→ **Materials provided**

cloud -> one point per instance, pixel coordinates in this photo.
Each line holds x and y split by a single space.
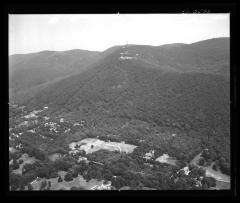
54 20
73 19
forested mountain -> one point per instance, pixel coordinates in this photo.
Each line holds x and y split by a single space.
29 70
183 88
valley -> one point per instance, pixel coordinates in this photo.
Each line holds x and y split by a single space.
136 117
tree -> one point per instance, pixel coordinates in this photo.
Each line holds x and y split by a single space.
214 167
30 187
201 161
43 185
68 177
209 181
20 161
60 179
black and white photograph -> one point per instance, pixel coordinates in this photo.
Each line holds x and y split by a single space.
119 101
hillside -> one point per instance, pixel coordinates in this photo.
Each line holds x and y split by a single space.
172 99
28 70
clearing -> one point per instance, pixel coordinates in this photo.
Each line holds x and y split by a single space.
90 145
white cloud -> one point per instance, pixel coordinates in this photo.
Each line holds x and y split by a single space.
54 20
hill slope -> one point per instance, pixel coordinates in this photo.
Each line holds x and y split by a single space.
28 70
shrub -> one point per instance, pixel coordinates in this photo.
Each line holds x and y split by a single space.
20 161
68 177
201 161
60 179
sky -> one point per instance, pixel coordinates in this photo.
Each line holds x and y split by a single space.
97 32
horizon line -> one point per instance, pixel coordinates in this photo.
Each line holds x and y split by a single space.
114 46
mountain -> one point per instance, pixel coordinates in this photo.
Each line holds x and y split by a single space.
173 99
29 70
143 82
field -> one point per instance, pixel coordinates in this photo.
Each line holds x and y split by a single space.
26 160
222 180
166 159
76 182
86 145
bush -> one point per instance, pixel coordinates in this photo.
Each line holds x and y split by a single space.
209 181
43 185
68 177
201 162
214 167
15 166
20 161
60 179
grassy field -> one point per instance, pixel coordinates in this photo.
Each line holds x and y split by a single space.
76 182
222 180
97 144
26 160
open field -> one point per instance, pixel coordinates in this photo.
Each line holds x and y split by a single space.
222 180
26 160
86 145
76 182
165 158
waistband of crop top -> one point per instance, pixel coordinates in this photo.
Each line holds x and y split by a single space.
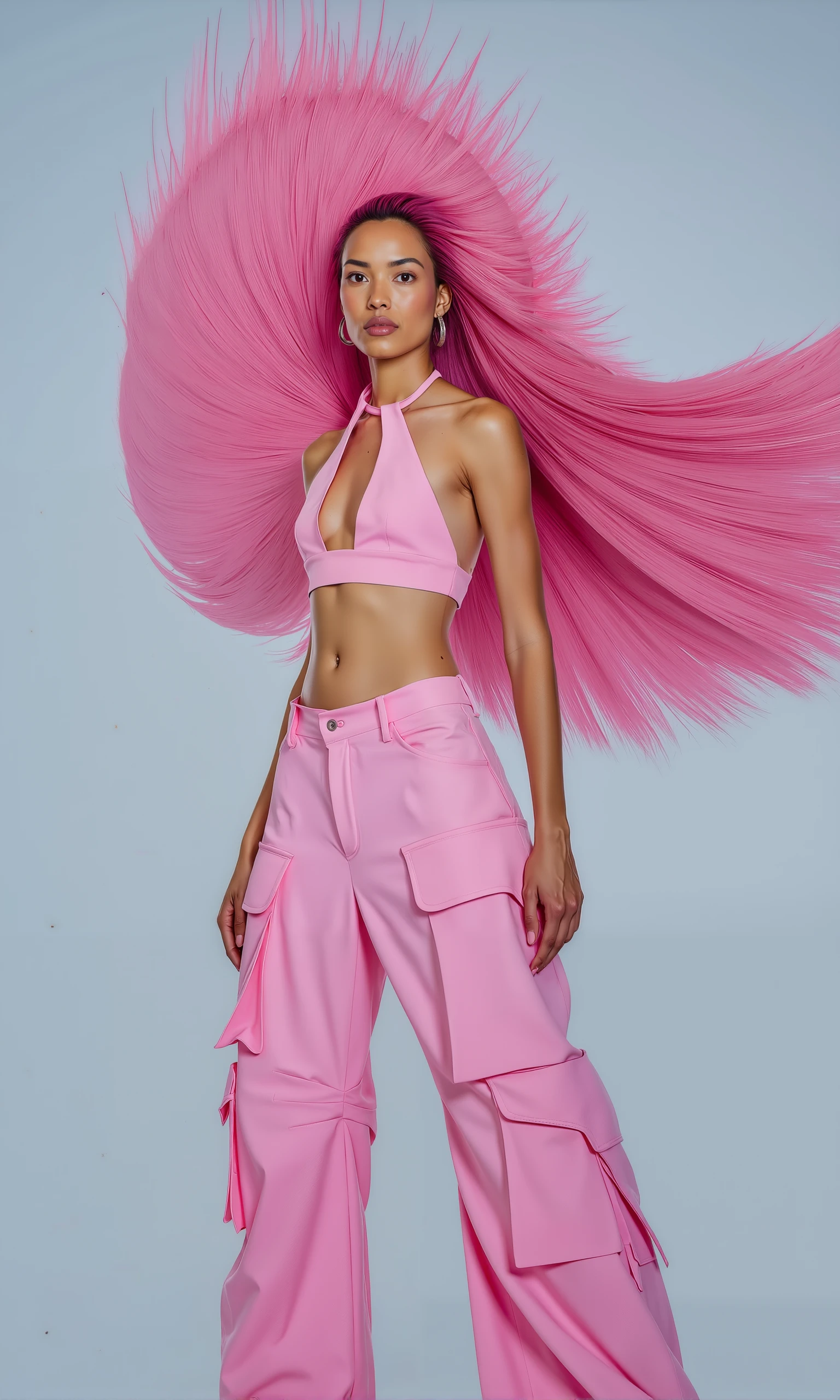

→ **Task to complete**
If an entry holds a picture, leave the picture out and repeat the rest exactly.

→ **Response box**
cloud -> one point per instance, pixel coordinates in this photo.
Each line holds x and y split by a single space.
54 20
73 19
forested mountain -> one point per instance, pixel coordinates in this photo.
Each line holds x and y split by a single space.
29 70
183 88
valley -> one point per instance, pixel coordinates in this photo.
Each line holds x and y split by a single space.
136 117
tree -> one point per instance, pixel coordinates in this photo.
Each line holds x and y split by a single space.
214 167
30 187
201 161
43 185
68 177
209 181
20 161
60 179
black and white photograph -> one point per instance, pixel coordinates in this photo.
Each line holds x and y split by a single space.
119 101
hillside -> one point per instance, pixel coordinates in this photo.
Each line holds x and y split by a single space.
172 99
28 70
clearing -> one point per instance, pixel coordinates in this photo.
Each line holds x and y split by a single space.
90 145
white cloud -> one point per instance, pixel coordinates in this photo.
Each line holds x and y split by a single space.
54 20
hill slope -> one point per instance, pixel coordinates in this photo.
Each line holds x and y split by a single space.
28 70
shrub -> one point per instance, pixel coordinates in this photo.
Each line holds x and y split by a single space.
20 161
68 177
201 161
60 179
sky -> one point per instance, pixel coordinates in this photo.
Each line holds x and y split by a single space.
97 32
horizon line -> one point per instance, pixel coordinates in this photo.
Each line holds x and y split by a single space.
114 46
mountain -> one point per instance, pixel coordinates in this photo.
Each line holds x and y split by a single space.
173 99
29 70
143 82
field -> one point per instance, pixel coordinates in this photo.
Each line holds x and y split by a single space.
26 160
222 180
166 159
76 182
86 145
bush -> one point per instance, pixel coordinates in this photo.
Each line holds x and y split by a single space.
209 181
43 185
68 177
201 162
214 167
15 166
20 161
60 179
grassy field -> one point per instance, pixel coordinates in this photo.
Each line holds x and y split by a single space.
76 182
222 180
97 144
26 160
open field -> one point per instance, pixel coordinates in this photo.
Each line holds x and y split by a single space.
222 180
26 160
86 145
76 182
165 158
waistband of crop top -> one point per instance, pixel coordinates in this photo.
Each line holds x and y split by a single space.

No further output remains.